What this task involves ::
The entries below should appear again in your reply, word for word.

Stored items
*** Block opens ***
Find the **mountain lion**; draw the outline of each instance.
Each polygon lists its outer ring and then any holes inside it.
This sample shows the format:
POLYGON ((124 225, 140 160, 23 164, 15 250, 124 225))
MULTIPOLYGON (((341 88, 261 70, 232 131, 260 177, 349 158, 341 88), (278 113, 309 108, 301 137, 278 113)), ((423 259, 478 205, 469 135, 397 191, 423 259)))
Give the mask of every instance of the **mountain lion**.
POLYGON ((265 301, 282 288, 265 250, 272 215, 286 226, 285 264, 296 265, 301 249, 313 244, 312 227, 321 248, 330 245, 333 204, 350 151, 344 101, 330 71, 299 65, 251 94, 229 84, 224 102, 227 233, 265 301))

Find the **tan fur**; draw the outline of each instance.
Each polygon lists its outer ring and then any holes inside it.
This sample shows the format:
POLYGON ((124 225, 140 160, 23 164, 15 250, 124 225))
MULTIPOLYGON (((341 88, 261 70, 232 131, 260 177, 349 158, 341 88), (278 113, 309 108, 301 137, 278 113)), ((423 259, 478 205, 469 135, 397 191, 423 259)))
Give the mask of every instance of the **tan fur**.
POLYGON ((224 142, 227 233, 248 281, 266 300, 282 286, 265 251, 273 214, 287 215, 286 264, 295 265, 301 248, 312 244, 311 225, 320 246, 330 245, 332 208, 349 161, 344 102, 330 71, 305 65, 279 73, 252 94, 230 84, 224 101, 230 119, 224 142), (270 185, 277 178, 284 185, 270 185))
*** Block closes ***
Answer area ::
Find the **mountain lion**; draw the outline of each instance.
Each polygon lists its outer ring and then any holes inside it.
This sample shows the format:
POLYGON ((124 225, 140 160, 23 164, 15 250, 124 225))
MULTIPOLYGON (((341 88, 261 70, 232 131, 260 177, 349 158, 341 88), (278 113, 309 108, 301 137, 278 113)), ((423 259, 478 205, 469 135, 397 191, 423 259)))
Give the mask of every instance of the **mountain lion**.
POLYGON ((265 301, 282 288, 265 250, 272 215, 286 226, 285 264, 296 265, 301 249, 313 244, 312 227, 321 248, 330 245, 333 204, 350 151, 344 101, 330 71, 299 65, 251 94, 229 84, 224 102, 227 233, 265 301))

Find the **tan fur**; draw the outline of each instance.
Each polygon lists its outer ring and then any holes inside it.
This sample shows the format:
POLYGON ((124 225, 140 160, 23 164, 15 250, 124 225))
MULTIPOLYGON (((341 88, 261 70, 232 131, 260 177, 349 158, 341 88), (278 113, 309 108, 301 137, 278 113)), ((423 259, 478 205, 469 135, 397 191, 423 259)))
Give the mask of every instance of the **tan fur**.
POLYGON ((224 142, 227 233, 248 281, 266 300, 282 286, 265 251, 273 214, 287 215, 286 264, 295 265, 301 248, 312 244, 311 225, 320 246, 330 245, 332 208, 349 161, 344 102, 330 71, 305 65, 279 73, 252 94, 230 84, 224 101, 230 119, 224 142), (270 185, 277 178, 284 185, 270 185))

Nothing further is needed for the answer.